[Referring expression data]
#####
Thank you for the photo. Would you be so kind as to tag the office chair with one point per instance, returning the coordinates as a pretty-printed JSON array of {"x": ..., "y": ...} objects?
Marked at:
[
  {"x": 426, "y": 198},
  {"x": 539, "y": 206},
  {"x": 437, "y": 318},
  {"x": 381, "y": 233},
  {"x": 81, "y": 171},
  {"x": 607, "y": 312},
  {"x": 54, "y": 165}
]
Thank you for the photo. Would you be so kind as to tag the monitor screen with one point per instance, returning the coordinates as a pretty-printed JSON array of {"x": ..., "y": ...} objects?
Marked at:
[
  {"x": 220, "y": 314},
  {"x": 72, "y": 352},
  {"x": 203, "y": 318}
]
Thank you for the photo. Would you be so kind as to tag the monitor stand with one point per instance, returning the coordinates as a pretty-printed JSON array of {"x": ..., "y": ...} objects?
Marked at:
#####
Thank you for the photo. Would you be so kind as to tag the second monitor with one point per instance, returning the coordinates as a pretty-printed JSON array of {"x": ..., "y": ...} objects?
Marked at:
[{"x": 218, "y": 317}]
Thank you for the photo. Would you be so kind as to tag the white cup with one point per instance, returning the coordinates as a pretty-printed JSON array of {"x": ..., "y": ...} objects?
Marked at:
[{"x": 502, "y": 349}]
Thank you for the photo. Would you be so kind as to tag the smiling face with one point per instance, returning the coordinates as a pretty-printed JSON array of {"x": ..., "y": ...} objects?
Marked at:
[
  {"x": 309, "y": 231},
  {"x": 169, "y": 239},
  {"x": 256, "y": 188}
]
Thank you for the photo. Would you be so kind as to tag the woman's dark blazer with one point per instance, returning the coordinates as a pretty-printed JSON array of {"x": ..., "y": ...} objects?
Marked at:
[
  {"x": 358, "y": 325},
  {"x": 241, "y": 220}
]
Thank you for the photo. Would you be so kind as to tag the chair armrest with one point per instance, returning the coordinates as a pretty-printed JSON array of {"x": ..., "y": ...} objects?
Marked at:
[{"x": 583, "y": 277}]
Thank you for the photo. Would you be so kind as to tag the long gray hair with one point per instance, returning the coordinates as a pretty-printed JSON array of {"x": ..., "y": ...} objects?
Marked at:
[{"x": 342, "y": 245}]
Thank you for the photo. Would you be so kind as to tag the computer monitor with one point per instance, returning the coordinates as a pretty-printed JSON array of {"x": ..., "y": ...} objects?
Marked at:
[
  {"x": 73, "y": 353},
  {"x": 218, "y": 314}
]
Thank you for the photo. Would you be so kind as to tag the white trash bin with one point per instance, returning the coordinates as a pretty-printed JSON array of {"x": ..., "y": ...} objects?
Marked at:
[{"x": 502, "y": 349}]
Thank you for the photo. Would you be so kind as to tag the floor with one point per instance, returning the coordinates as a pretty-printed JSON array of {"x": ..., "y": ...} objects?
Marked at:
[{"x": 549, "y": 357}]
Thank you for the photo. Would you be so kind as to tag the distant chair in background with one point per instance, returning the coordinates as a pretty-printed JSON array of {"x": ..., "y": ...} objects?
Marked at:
#####
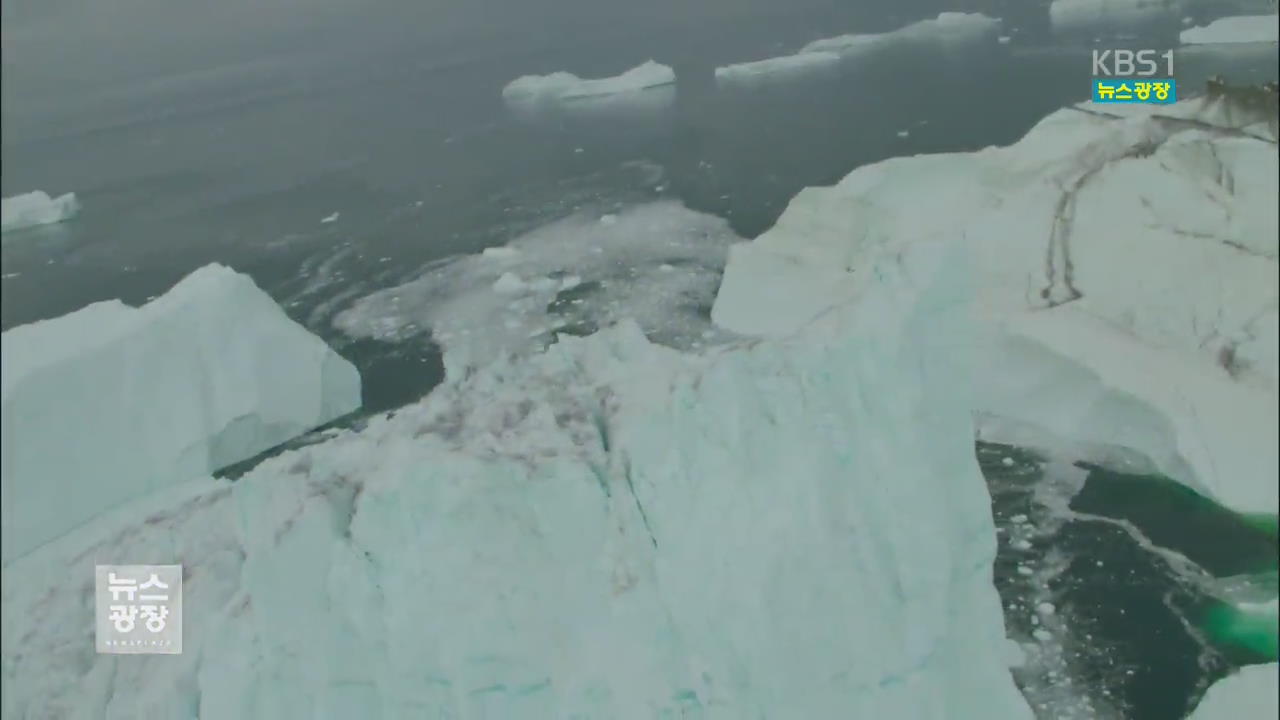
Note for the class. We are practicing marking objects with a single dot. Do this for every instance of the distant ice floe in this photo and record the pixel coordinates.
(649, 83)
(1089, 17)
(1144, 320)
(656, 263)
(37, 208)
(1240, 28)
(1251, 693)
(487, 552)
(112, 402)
#####
▶ **What this task involves**: Please find each line in the records above that holds the word "white", and copy it.

▶ **Task response**:
Thank you for the photo. Would you be so kind as to tag the white cup with one point per instance, returning the coordinates as a pretty-printed JSON array of {"x": ..., "y": ...} objects?
Thank you for the photo. Would you be so kind as to tag the white trash bin with one point per instance, returning the coordinates as a pretty-printed JSON array of {"x": ..., "y": ...} objects?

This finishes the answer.